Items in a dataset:

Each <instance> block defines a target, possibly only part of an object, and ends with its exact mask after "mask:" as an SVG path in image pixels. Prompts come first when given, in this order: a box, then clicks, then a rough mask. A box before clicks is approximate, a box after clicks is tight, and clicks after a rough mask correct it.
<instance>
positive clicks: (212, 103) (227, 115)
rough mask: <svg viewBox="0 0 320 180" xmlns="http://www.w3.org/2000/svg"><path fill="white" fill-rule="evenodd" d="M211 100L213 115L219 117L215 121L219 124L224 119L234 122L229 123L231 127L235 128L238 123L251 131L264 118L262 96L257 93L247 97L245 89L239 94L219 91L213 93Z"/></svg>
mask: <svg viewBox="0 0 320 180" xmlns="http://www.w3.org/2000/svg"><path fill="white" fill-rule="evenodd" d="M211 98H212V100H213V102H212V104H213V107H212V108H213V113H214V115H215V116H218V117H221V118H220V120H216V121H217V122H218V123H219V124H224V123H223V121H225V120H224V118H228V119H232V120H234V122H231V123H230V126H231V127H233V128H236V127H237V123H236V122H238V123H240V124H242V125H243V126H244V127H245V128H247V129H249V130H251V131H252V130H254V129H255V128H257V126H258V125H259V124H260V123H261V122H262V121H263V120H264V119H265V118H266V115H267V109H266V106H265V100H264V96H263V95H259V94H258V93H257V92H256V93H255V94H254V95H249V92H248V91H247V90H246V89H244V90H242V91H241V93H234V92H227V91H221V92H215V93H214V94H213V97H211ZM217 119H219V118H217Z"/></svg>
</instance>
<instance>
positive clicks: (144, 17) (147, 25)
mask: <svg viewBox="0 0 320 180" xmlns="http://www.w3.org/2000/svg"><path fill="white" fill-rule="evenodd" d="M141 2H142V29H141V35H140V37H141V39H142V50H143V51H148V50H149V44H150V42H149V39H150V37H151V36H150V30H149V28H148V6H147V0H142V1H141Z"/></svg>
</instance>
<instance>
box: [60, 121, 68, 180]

## [What is needed]
Copy out all of the entries above line for line, changing nothing.

## [Response area]
Each <instance> block defines a target, possibly only part of an object, and ends with its exact mask after "mask:" as an SVG path in image pixels. Prompts come first when given, in this order: a box, then clicks, then a rough mask. A box before clicks is approximate, a box after clicks is tight, and clicks after a rough mask correct it.
<instance>
positive clicks: (212, 103) (227, 115)
rough mask: <svg viewBox="0 0 320 180" xmlns="http://www.w3.org/2000/svg"><path fill="white" fill-rule="evenodd" d="M211 100L213 115L219 117L215 121L219 124L224 119L234 122L229 123L231 127L235 128L238 123L251 131L264 118L262 96L257 93L247 97L245 89L239 94L219 91L213 93Z"/></svg>
mask: <svg viewBox="0 0 320 180" xmlns="http://www.w3.org/2000/svg"><path fill="white" fill-rule="evenodd" d="M211 98H212V100H213V102H212V104H213V107H212V108H213V113H214V115H215V116H218V117H221V118H220V120H216V121H217V122H218V123H219V124H224V123H223V121H225V120H224V118H228V119H232V120H234V122H231V123H230V126H231V127H233V128H236V127H237V123H236V122H238V123H240V124H242V125H243V126H244V127H245V128H247V129H249V130H251V131H252V130H254V129H255V128H257V126H258V125H259V124H260V123H261V122H262V121H263V120H264V119H265V118H266V115H267V109H266V106H265V100H264V96H263V95H259V94H258V93H257V92H256V93H255V94H254V95H249V92H248V91H247V90H246V89H244V90H242V91H241V93H234V92H227V91H221V92H215V93H214V94H213V97H211ZM217 119H219V118H217Z"/></svg>
</instance>
<instance>
positive clicks: (144, 17) (147, 25)
mask: <svg viewBox="0 0 320 180" xmlns="http://www.w3.org/2000/svg"><path fill="white" fill-rule="evenodd" d="M141 2H142V29H141V35H140V37H141V39H142V50H143V51H148V50H149V44H150V42H149V39H150V37H151V36H150V30H149V28H148V6H147V0H142V1H141Z"/></svg>
</instance>
<instance>
box: [60, 121, 68, 180]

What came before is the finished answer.